"If you've got content, you're in a great position" -- Robert Johnson
These are some prudent words from the media magnate and founder of the television network Black Entertainment Television [BET].
Here we have some nuggets of well-researched information that make the case to buy Time Warner Inc. (NYSE:TWX) and be in it for the long haul. There is going to be a revolution in the $2.2 trillion media and entertainment industry that is going to put traditional carriers like Cablevision Systems Corporation (NYSE:CVC) or DISH Network Corp (NASDAQ:DISH) out to pasture.
Google Fiber, Apple TV and established internet streaming icons like Netflix (NASDAQ:NFLX) are emerging as the major challengers to these traditional carriers.
It is going to be on demand direct distribution to the customer that is going to give Time Warner the upper hand. This is sort of like what we saw with online airplane and hotel bookings when Priceline.com emerged. Content providers will be in the best position and can take advantage of the transformation that we are about to see.

• Rows:
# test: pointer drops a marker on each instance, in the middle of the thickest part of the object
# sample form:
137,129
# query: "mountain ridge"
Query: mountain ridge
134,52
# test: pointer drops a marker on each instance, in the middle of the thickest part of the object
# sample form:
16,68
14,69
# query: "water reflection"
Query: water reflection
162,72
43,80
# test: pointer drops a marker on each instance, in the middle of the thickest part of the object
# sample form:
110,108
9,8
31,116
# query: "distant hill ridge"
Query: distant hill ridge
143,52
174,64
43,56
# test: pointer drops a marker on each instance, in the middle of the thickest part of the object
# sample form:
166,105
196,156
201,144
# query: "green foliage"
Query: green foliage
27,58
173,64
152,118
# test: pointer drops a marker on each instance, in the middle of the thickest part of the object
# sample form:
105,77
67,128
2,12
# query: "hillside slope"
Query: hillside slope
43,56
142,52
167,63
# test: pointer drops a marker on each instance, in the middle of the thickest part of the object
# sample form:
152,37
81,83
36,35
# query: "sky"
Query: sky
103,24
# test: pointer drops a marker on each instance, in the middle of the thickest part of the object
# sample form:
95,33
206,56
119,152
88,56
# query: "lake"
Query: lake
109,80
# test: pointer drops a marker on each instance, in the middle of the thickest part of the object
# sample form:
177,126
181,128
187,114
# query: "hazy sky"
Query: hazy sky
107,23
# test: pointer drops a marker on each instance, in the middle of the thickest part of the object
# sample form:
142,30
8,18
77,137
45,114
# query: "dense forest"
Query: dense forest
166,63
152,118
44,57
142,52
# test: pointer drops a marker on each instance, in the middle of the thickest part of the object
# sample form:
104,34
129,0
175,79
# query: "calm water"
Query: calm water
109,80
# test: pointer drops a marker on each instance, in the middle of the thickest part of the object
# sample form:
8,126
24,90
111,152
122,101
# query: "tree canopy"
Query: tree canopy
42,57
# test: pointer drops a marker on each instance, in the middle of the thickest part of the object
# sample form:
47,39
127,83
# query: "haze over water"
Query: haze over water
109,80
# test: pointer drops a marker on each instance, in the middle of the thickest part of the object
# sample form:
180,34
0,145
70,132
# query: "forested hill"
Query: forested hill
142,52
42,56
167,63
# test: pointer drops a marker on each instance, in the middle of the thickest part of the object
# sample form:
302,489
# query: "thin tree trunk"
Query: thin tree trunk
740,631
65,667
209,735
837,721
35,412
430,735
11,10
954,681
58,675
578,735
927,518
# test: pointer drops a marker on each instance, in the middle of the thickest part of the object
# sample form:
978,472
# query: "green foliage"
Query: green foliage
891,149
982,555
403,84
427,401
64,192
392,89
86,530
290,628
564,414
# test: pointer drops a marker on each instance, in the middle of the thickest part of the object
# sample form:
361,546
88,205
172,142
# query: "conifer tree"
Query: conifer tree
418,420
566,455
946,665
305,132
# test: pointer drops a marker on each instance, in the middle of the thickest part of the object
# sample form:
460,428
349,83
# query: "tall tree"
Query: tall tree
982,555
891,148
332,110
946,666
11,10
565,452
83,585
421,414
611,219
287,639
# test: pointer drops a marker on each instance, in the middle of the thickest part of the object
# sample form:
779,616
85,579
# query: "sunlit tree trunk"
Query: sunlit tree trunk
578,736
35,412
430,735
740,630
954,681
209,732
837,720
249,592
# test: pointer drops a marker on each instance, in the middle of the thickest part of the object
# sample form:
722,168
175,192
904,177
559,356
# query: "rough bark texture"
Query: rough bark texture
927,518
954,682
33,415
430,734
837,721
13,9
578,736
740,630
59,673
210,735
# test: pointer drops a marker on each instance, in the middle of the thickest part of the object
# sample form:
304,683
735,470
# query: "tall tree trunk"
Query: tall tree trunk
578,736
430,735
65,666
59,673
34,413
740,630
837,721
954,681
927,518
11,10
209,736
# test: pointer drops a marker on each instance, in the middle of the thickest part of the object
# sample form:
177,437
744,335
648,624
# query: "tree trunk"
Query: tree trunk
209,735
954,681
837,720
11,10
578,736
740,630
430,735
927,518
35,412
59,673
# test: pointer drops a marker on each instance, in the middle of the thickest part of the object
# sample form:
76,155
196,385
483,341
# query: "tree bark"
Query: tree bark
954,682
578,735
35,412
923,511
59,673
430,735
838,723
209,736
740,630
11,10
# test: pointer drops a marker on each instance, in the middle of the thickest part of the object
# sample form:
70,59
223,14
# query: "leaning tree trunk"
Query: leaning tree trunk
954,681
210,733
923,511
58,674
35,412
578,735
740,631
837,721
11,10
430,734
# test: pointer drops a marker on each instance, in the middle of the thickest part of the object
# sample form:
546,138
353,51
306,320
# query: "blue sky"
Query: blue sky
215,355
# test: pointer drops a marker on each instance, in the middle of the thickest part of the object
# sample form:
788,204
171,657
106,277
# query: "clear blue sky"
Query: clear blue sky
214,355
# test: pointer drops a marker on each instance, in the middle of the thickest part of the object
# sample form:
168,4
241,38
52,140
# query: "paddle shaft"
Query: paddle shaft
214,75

• Exercise prompt:
Reproduce word for word the portion of the Time Warner passage above that opens with the words containing "Here we have" and closes with "these traditional carriers.".

• Output of the task:
Here we have some nuggets of well-researched information that make the case to buy Time Warner Inc. (NYSE:TWX) and be in it for the long haul. There is going to be a revolution in the $2.2 trillion media and entertainment industry that is going to put traditional carriers like Cablevision Systems Corporation (NYSE:CVC) or DISH Network Corp (NASDAQ:DISH) out to pasture.
Google Fiber, Apple TV and established internet streaming icons like Netflix (NASDAQ:NFLX) are emerging as the major challengers to these traditional carriers.